> What to produce:
Repeat all of the data precisely.

[START OF Records provided]

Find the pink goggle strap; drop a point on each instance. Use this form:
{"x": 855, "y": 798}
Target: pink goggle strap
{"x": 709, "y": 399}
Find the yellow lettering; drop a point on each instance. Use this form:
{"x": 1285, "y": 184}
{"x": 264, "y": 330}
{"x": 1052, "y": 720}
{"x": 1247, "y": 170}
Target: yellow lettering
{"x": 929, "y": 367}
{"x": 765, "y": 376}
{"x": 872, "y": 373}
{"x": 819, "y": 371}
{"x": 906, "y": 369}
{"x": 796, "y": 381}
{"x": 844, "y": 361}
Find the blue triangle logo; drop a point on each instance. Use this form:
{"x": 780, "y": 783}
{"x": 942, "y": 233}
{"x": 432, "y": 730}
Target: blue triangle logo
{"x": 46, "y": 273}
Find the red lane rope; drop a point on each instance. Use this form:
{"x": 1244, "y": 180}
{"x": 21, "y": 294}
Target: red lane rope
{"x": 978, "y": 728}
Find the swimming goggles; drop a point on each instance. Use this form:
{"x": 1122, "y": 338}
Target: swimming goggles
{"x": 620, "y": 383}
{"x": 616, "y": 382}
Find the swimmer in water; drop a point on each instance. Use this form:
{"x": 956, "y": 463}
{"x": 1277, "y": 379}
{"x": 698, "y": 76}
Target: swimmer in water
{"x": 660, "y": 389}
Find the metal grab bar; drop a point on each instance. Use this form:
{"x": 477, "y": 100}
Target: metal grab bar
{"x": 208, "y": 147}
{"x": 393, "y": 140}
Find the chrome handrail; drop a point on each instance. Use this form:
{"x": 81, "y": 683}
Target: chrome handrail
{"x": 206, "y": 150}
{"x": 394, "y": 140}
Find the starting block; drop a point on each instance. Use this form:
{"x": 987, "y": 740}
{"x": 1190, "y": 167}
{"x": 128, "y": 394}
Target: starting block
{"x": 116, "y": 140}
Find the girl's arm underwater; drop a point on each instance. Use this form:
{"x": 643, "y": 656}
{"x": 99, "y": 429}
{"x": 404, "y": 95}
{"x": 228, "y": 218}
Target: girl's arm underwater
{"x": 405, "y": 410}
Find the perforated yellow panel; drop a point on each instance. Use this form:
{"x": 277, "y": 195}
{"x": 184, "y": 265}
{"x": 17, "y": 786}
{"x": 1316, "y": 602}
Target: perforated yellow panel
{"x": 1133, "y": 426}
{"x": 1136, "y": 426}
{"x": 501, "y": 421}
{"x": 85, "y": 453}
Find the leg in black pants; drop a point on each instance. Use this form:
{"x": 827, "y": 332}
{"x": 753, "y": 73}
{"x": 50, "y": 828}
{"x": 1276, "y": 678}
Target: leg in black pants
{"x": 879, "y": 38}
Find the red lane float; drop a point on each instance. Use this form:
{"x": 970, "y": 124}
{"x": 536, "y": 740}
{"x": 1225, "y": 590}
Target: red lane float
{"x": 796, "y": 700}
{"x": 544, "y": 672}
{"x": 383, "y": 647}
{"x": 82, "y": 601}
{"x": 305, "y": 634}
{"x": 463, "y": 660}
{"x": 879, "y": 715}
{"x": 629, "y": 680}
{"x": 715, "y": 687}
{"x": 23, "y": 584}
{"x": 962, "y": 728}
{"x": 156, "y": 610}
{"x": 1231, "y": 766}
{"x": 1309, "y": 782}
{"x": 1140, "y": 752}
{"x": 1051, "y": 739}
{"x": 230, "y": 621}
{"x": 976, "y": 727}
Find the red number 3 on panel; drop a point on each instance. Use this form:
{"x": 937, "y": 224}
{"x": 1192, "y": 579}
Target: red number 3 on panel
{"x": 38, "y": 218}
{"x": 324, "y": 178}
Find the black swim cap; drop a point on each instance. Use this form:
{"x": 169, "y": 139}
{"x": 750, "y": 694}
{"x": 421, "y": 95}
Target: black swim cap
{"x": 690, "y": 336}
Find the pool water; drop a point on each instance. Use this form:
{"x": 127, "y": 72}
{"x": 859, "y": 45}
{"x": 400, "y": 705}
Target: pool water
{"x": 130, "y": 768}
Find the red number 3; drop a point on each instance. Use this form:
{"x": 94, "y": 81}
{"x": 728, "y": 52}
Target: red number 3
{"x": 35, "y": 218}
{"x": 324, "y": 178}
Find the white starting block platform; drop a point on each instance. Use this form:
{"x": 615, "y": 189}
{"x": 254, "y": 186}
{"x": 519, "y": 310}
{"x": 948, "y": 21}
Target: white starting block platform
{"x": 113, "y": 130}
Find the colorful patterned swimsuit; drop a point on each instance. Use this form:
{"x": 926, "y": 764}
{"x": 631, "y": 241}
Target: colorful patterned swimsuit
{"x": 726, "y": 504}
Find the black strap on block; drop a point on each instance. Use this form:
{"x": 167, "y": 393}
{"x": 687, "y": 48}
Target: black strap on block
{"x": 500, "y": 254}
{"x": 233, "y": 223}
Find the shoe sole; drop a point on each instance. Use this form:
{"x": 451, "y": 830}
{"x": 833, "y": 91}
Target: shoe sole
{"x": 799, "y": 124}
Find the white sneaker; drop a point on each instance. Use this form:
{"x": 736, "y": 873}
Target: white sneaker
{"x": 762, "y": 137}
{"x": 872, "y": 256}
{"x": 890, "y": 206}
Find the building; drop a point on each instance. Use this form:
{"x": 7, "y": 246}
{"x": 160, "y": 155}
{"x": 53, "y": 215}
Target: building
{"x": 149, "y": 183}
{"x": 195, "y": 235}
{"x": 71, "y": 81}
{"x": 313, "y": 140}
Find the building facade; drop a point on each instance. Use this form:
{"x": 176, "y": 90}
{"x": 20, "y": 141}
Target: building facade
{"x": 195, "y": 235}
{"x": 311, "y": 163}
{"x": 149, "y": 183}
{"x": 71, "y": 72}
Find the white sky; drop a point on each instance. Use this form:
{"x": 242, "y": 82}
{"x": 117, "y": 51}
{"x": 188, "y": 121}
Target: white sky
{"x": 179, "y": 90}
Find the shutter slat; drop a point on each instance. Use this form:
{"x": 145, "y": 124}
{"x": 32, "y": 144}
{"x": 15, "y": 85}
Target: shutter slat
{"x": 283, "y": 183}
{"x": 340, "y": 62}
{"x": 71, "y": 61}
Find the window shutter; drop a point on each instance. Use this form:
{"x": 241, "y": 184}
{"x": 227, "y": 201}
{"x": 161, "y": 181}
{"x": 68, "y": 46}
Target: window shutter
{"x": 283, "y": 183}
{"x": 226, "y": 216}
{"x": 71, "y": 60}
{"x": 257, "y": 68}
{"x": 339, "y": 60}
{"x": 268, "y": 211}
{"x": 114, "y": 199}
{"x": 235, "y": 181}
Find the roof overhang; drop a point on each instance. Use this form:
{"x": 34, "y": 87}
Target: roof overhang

[END OF Records provided]

> Solution for this problem:
Find the pink goggle strap; drop a point on each instance. Use this form:
{"x": 855, "y": 798}
Target: pink goggle strap
{"x": 709, "y": 399}
Find the yellow lettering; drop a point on each instance. Use this form:
{"x": 1285, "y": 184}
{"x": 264, "y": 330}
{"x": 1052, "y": 720}
{"x": 1247, "y": 170}
Target: yellow lettering
{"x": 929, "y": 367}
{"x": 765, "y": 376}
{"x": 872, "y": 373}
{"x": 819, "y": 371}
{"x": 906, "y": 369}
{"x": 796, "y": 381}
{"x": 844, "y": 361}
Find the blue triangle logo; drop a point on each instance. Use this form:
{"x": 780, "y": 783}
{"x": 942, "y": 233}
{"x": 432, "y": 730}
Target: blue triangle logo
{"x": 46, "y": 273}
Find the red lane rope; drop a point on each instance. Use this form:
{"x": 1244, "y": 180}
{"x": 21, "y": 294}
Target: red lane rope
{"x": 978, "y": 728}
Find the swimming goggles; drop a point on each instance. Use this form:
{"x": 1122, "y": 338}
Target: swimming goggles
{"x": 620, "y": 383}
{"x": 616, "y": 382}
Find the swimmer in water; drop a point on each instance. Use this form:
{"x": 956, "y": 463}
{"x": 1277, "y": 379}
{"x": 698, "y": 76}
Target: swimmer in water
{"x": 660, "y": 389}
Find the metal grab bar; drop a point on each instance. Use this form:
{"x": 477, "y": 100}
Target: metal grab bar
{"x": 208, "y": 147}
{"x": 393, "y": 140}
Find the chrome handrail; drop a point on each instance. Use this form:
{"x": 81, "y": 683}
Target: chrome handrail
{"x": 206, "y": 150}
{"x": 394, "y": 140}
Find the starting block; drop a point on each instance. Use this form:
{"x": 987, "y": 740}
{"x": 1190, "y": 167}
{"x": 128, "y": 394}
Target: starting block
{"x": 116, "y": 140}
Find the girl's arm underwater; drop a point on each instance. Use this form:
{"x": 643, "y": 656}
{"x": 99, "y": 429}
{"x": 404, "y": 95}
{"x": 228, "y": 218}
Target: girl's arm underwater
{"x": 405, "y": 410}
Find the perforated yellow panel; drop a point on each instance. Use this form:
{"x": 277, "y": 195}
{"x": 184, "y": 265}
{"x": 17, "y": 786}
{"x": 1316, "y": 602}
Target: perforated yellow panel
{"x": 1133, "y": 426}
{"x": 1136, "y": 426}
{"x": 501, "y": 421}
{"x": 85, "y": 453}
Find the leg in black pants; drop a point on each instance. Use this form:
{"x": 827, "y": 332}
{"x": 753, "y": 73}
{"x": 50, "y": 828}
{"x": 1276, "y": 678}
Target: leg in black pants
{"x": 879, "y": 38}
Find the red lane float; drop a point on each instance. Use this form:
{"x": 970, "y": 124}
{"x": 536, "y": 740}
{"x": 1225, "y": 590}
Target: red lane float
{"x": 796, "y": 700}
{"x": 544, "y": 672}
{"x": 383, "y": 647}
{"x": 82, "y": 601}
{"x": 305, "y": 634}
{"x": 463, "y": 660}
{"x": 879, "y": 715}
{"x": 629, "y": 680}
{"x": 715, "y": 687}
{"x": 23, "y": 584}
{"x": 962, "y": 728}
{"x": 156, "y": 610}
{"x": 1231, "y": 766}
{"x": 1309, "y": 782}
{"x": 1140, "y": 752}
{"x": 1051, "y": 739}
{"x": 230, "y": 621}
{"x": 976, "y": 727}
Find the red number 3 on panel; drop a point on each instance. Use this form:
{"x": 937, "y": 224}
{"x": 1192, "y": 579}
Target: red number 3 on panel
{"x": 38, "y": 218}
{"x": 324, "y": 178}
Find the black swim cap; drop a point on each instance. Use this form:
{"x": 169, "y": 139}
{"x": 750, "y": 694}
{"x": 421, "y": 95}
Target: black swim cap
{"x": 690, "y": 336}
Find the pool water; drop a point on each instance. Use this form:
{"x": 127, "y": 72}
{"x": 859, "y": 45}
{"x": 400, "y": 705}
Target: pool water
{"x": 130, "y": 768}
Find the red number 3; drop a point on each instance. Use this form:
{"x": 94, "y": 81}
{"x": 728, "y": 52}
Target: red number 3
{"x": 35, "y": 218}
{"x": 324, "y": 178}
Find the white starting block platform; drop a point on each instance. Use this form:
{"x": 615, "y": 189}
{"x": 254, "y": 186}
{"x": 519, "y": 310}
{"x": 948, "y": 21}
Target: white starting block platform
{"x": 113, "y": 130}
Find the colorful patterned swimsuit; drop a point on each instance. Use this form:
{"x": 926, "y": 764}
{"x": 631, "y": 241}
Target: colorful patterned swimsuit
{"x": 726, "y": 504}
Find the black strap on block; drop a point on each instance. Use this form:
{"x": 167, "y": 393}
{"x": 687, "y": 48}
Target: black strap on block
{"x": 500, "y": 254}
{"x": 233, "y": 223}
Find the shoe sole; drop a point on each instance. Use this form:
{"x": 451, "y": 830}
{"x": 833, "y": 91}
Target: shoe sole
{"x": 799, "y": 124}
Find the white sneaker; drop a point on each instance. Use this form:
{"x": 736, "y": 873}
Target: white sneaker
{"x": 762, "y": 137}
{"x": 872, "y": 256}
{"x": 890, "y": 206}
Find the building; drop a point on each instance. Use this form:
{"x": 7, "y": 246}
{"x": 160, "y": 155}
{"x": 53, "y": 215}
Target: building
{"x": 149, "y": 183}
{"x": 195, "y": 235}
{"x": 71, "y": 81}
{"x": 313, "y": 140}
Find the building facade; drop a point on each instance. Use this form:
{"x": 176, "y": 90}
{"x": 20, "y": 141}
Target: building facade
{"x": 195, "y": 235}
{"x": 311, "y": 163}
{"x": 149, "y": 183}
{"x": 71, "y": 72}
Find the white sky; drop a point on each instance. Use this form:
{"x": 242, "y": 82}
{"x": 117, "y": 51}
{"x": 188, "y": 121}
Target: white sky
{"x": 179, "y": 90}
Find the shutter slat; drop a point on each instance. Use this form:
{"x": 145, "y": 124}
{"x": 32, "y": 144}
{"x": 15, "y": 85}
Target: shutter slat
{"x": 283, "y": 183}
{"x": 340, "y": 62}
{"x": 71, "y": 61}
Find the window shutter; drop a point on each instance. Use this form:
{"x": 241, "y": 184}
{"x": 227, "y": 201}
{"x": 161, "y": 181}
{"x": 68, "y": 46}
Target: window shutter
{"x": 283, "y": 183}
{"x": 226, "y": 216}
{"x": 71, "y": 60}
{"x": 257, "y": 68}
{"x": 339, "y": 60}
{"x": 268, "y": 211}
{"x": 114, "y": 199}
{"x": 235, "y": 181}
Find the roof overhang; drop a point on each instance. Use this form:
{"x": 34, "y": 87}
Target: roof overhang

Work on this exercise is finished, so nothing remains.